Instructions to follow - Revise the entries below by replacing every occurrence of "virtual label" with "digital marker", and reproduce all other text unchanged.

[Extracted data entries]
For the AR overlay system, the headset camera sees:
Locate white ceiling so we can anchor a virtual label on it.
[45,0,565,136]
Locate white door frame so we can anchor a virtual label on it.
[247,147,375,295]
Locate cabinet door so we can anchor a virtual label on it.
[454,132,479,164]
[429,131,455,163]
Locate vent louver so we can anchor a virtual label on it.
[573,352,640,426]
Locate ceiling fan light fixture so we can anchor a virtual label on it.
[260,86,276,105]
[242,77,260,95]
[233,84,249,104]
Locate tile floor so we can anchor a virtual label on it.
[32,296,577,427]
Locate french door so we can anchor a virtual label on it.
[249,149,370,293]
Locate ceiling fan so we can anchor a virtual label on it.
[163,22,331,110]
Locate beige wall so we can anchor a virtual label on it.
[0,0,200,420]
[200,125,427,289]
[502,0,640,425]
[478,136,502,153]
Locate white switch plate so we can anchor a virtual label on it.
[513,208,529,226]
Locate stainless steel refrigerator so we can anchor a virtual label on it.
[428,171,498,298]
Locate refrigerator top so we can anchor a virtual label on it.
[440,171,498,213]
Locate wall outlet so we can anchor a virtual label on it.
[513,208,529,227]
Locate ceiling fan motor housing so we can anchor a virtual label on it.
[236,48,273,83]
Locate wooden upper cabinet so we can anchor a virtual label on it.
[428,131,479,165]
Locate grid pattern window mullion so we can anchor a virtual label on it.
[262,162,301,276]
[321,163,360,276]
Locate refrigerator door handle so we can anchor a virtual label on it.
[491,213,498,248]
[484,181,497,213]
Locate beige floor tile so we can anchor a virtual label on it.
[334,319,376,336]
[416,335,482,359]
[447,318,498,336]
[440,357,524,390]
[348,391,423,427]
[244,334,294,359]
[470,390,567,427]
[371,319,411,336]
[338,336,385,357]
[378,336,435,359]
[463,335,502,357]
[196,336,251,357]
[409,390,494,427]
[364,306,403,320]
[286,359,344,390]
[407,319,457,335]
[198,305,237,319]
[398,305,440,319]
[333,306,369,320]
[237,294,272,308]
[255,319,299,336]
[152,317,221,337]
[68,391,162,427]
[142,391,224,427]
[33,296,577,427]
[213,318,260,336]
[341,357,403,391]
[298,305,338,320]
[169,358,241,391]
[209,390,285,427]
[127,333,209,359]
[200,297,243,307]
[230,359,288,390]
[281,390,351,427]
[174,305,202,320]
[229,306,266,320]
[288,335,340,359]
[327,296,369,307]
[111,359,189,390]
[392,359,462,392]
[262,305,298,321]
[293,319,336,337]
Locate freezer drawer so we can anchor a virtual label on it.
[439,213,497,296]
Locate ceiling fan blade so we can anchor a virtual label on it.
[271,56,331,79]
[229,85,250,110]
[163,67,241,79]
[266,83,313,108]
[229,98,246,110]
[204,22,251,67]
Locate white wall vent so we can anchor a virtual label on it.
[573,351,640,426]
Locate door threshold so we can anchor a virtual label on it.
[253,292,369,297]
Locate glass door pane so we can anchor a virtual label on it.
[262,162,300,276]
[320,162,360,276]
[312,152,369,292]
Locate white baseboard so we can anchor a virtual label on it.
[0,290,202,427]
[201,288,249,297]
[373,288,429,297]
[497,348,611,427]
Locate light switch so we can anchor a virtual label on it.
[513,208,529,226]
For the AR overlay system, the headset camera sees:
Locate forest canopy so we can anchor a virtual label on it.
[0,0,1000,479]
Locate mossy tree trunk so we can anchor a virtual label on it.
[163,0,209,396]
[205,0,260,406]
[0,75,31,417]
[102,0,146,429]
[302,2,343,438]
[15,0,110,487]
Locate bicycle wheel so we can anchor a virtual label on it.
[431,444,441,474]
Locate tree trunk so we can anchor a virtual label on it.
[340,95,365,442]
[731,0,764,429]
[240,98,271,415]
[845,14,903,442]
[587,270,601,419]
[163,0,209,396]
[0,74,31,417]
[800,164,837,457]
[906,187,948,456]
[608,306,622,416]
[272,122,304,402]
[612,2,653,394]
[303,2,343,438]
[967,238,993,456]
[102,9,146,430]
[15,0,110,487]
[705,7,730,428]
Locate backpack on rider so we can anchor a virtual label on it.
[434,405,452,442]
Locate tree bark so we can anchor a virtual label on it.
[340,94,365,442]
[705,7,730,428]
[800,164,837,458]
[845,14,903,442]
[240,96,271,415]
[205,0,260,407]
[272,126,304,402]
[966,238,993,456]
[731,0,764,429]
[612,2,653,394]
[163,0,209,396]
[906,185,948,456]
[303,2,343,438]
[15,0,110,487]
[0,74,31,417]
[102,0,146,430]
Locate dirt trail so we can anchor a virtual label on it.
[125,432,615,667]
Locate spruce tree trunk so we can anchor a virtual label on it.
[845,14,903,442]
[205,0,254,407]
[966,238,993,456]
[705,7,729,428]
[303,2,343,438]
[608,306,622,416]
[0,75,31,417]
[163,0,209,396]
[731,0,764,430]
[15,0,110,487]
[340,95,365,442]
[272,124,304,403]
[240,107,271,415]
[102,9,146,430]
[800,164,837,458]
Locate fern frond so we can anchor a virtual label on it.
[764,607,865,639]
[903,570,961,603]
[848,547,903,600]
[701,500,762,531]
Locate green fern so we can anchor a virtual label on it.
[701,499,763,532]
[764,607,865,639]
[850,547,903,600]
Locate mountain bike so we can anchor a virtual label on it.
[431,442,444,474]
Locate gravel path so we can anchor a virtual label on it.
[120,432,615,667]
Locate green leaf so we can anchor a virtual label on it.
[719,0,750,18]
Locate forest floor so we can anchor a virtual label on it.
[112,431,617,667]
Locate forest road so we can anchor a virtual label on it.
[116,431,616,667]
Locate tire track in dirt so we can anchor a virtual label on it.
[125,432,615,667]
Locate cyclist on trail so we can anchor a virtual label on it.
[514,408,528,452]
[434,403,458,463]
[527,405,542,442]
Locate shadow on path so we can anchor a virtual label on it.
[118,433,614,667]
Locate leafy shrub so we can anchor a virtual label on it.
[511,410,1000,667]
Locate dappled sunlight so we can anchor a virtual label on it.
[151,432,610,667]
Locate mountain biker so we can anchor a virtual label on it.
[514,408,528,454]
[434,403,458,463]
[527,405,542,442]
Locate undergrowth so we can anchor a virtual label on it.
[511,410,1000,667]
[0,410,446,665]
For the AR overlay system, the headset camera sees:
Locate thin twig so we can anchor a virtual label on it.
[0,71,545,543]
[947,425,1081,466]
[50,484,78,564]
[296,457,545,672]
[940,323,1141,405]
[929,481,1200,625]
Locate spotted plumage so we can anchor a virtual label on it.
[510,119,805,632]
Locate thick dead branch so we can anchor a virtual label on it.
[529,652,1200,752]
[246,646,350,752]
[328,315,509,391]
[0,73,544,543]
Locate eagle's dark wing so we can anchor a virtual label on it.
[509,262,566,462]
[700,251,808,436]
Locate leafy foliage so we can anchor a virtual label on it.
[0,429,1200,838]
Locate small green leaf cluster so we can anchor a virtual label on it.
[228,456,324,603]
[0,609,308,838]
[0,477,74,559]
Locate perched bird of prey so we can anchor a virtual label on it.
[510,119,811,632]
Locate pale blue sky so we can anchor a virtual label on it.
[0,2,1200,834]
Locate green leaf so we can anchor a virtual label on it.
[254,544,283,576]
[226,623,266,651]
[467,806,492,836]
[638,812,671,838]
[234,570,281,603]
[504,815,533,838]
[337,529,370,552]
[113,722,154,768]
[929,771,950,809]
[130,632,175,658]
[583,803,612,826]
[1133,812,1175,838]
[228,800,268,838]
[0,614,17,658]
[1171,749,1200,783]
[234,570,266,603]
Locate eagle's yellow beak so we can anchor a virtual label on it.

Solution to the exercise -
For the AR overlay system, the headset camera sees:
Locate white ceiling so we can anchor a digital marker on it.
[45,0,565,136]
Locate white door frame so we can anchor a digital marker on it.
[247,147,375,295]
Locate cabinet door so we can anchor a digital marker on it.
[454,132,479,164]
[429,131,455,163]
Locate vent louver so we can anchor a digital marker on it.
[573,352,640,426]
Locate ceiling fan light fixture so we can anchor a digital marker on it.
[260,86,276,105]
[242,77,260,95]
[233,84,249,104]
Locate tile floor so we can anchor a digital marker on it.
[32,296,577,427]
Locate french door so we can anchor a digital marker on it.
[249,149,370,293]
Locate ceiling fan so we can anchor a digital marker on it.
[163,22,331,110]
Locate beige wall so we can anchor a digital marker on it.
[0,0,200,420]
[200,125,427,289]
[502,0,640,425]
[478,136,502,153]
Locate white switch plate so we can anchor a digital marker on it.
[513,208,529,226]
Locate stainless steel refrigerator so we can anchor a digital marker on it.
[428,171,498,298]
Locate refrigerator top so we can anchor a digital marker on it.
[440,171,498,213]
Locate wall outlet so we can anchor a digital marker on it.
[513,208,529,227]
Locate ceiling fan motor housing so we can anchor a digital marker on it.
[236,48,273,83]
Locate wooden upper cabinet so we can anchor a digital marker on it.
[428,131,479,165]
Locate grid pattern window mullion so we can anchor a digital marker on it.
[262,162,301,276]
[321,163,360,276]
Locate refrigerator door handle so we can anchor a digital marker on it.
[491,213,498,248]
[484,181,497,213]
Locate beige floor tile so we can anchor a digital marker on it.
[334,319,376,336]
[416,335,482,359]
[447,318,498,336]
[440,357,524,390]
[348,391,423,427]
[244,334,294,359]
[470,390,567,427]
[371,319,411,336]
[338,336,385,357]
[378,336,435,359]
[463,335,502,357]
[196,336,251,357]
[409,390,494,427]
[364,306,403,320]
[286,359,344,390]
[407,319,457,335]
[198,305,237,319]
[398,305,440,319]
[333,306,369,320]
[237,294,272,308]
[255,319,299,336]
[152,317,221,337]
[68,391,162,427]
[142,391,224,427]
[33,296,577,427]
[213,318,260,336]
[341,357,403,391]
[298,305,338,320]
[169,358,241,391]
[209,390,285,427]
[127,333,209,359]
[200,297,243,307]
[230,359,288,390]
[281,390,351,427]
[174,305,202,320]
[229,306,266,320]
[288,335,340,359]
[327,296,369,307]
[111,359,189,390]
[392,359,462,392]
[262,305,298,321]
[293,319,336,337]
Locate freezer drawer so we can anchor a digital marker on it.
[439,213,497,296]
Locate ceiling fan blade so we can anchor a digital marker on it.
[271,56,331,79]
[229,85,250,110]
[163,67,241,79]
[266,83,313,108]
[229,98,246,110]
[204,22,251,67]
Locate white wall vent so we can anchor a digital marker on it.
[573,351,640,426]
Locate door threshold so we can anchor a digital marker on it.
[253,292,369,297]
Locate glass door pane so we can anchor a digital marker on it.
[262,162,300,276]
[320,162,360,276]
[312,152,369,292]
Locate white baseboard so we can anchor a digital marker on it.
[0,290,202,427]
[201,288,249,297]
[373,288,429,297]
[497,348,611,427]
Locate light switch so we can anchor a digital marker on it.
[513,208,529,226]
For the AR overlay system, the headset camera sees:
Locate forest canopy so we can anchor a digital marker on it.
[0,0,1000,479]
Locate mossy tree trunk so we can anchor a digital marker on it.
[163,0,209,396]
[205,0,260,406]
[0,75,31,417]
[102,0,146,429]
[302,2,343,438]
[15,0,110,487]
Locate bicycle wheel so we can anchor a digital marker on it.
[431,444,441,474]
Locate tree trunk so we can anchor a digital marker on it.
[340,95,365,442]
[731,0,764,429]
[240,98,271,415]
[845,14,903,442]
[587,270,601,419]
[163,0,209,396]
[0,74,31,417]
[800,164,837,457]
[906,187,948,456]
[608,306,622,416]
[272,122,304,402]
[612,2,653,394]
[303,2,343,438]
[967,238,993,456]
[102,9,146,430]
[15,0,110,487]
[705,7,730,428]
Locate backpack on rider so we can anchor a digital marker on it.
[434,405,452,442]
Locate tree bark so we can anchor a digital marker on it.
[340,94,365,442]
[705,7,730,428]
[800,164,837,458]
[845,14,903,442]
[240,96,271,415]
[205,0,260,407]
[272,126,304,402]
[966,238,993,456]
[731,0,764,429]
[612,2,653,394]
[163,0,209,396]
[906,185,948,456]
[303,2,343,438]
[15,0,110,487]
[0,74,31,417]
[102,0,146,430]
Locate dirt trail so we can anchor a digital marker on it.
[125,432,615,667]
Locate spruce tree trunk so we can anchor a digital marker on it.
[845,14,903,442]
[205,0,254,407]
[966,238,993,456]
[705,7,729,428]
[303,2,343,438]
[608,306,622,416]
[0,75,31,417]
[163,0,209,396]
[731,0,764,430]
[15,0,110,487]
[340,95,365,442]
[272,124,304,403]
[240,107,271,415]
[102,9,146,430]
[800,164,837,458]
Locate fern frond so we can anchor a digital marker on it.
[764,607,865,639]
[903,570,961,603]
[848,547,903,600]
[701,500,762,531]
Locate green fern so we can anchor a digital marker on it.
[701,499,763,532]
[764,607,865,639]
[850,547,903,600]
Locate mountain bike so we can anchor a digital marker on it.
[431,442,444,474]
Locate gravel path so we can anchor a digital marker on it.
[120,432,615,667]
Locate green leaf so we can anchor a digital marker on it.
[719,0,750,18]
Locate forest floor so we can anchor a digital marker on it.
[112,431,617,667]
Locate forest road so we can anchor a digital marker on it.
[116,431,616,667]
Locate tire track in dirt so we can anchor a digital marker on it.
[125,432,615,667]
Locate cyclist on trail so we can anchor a digital marker on it.
[514,408,528,452]
[434,403,458,463]
[527,405,542,442]
Locate shadow on path so we can anchor a digital marker on it.
[118,433,614,667]
Locate leafy shrub so we can anchor a digital marker on it.
[511,410,1000,667]
Locate dappled sunlight so we can anchor a digital marker on it.
[151,432,610,667]
Locate mountain biker so we can anchor a digital marker on it.
[514,408,528,454]
[434,403,458,463]
[527,405,542,442]
Locate undergrowth so we can anchor a digital marker on it.
[511,410,1000,667]
[0,410,446,665]
For the AR overlay system, the headset camera sees:
Locate thin twig so we can anchor a digital marker on it.
[0,71,545,543]
[947,425,1081,466]
[50,484,78,564]
[296,457,545,672]
[940,323,1141,405]
[929,481,1200,625]
Locate spotted plumage so we can anchor a digital marker on it.
[510,119,805,632]
Locate thick dead branch so we can anchor a digital marker on it.
[529,652,1200,752]
[246,646,350,752]
[328,315,509,391]
[0,73,544,543]
Locate eagle's dark wing so we can anchor a digital marker on it.
[509,262,566,462]
[700,251,808,436]
Locate leafy foliage so we can anchor a digital marker on it.
[0,429,1200,838]
Locate small green leaf cluster so we can anchor a digital marker on it.
[228,456,324,603]
[0,609,308,838]
[0,477,74,559]
Locate perched bird of prey so we can anchor a digital marker on it.
[510,119,811,632]
Locate pale blue sky so we can anchor a digital marker on it.
[0,2,1200,834]
Locate green leaf so we can anchor a digital marker on it.
[254,544,283,576]
[226,623,266,651]
[467,806,492,836]
[638,812,671,838]
[234,570,281,603]
[504,815,533,838]
[337,529,370,552]
[113,722,154,768]
[929,771,950,809]
[130,632,175,658]
[583,803,612,826]
[1133,812,1175,838]
[228,800,268,838]
[0,614,17,658]
[1171,749,1200,783]
[234,570,266,603]
Locate eagle's yellow beak so we can anchor a digital marker on it.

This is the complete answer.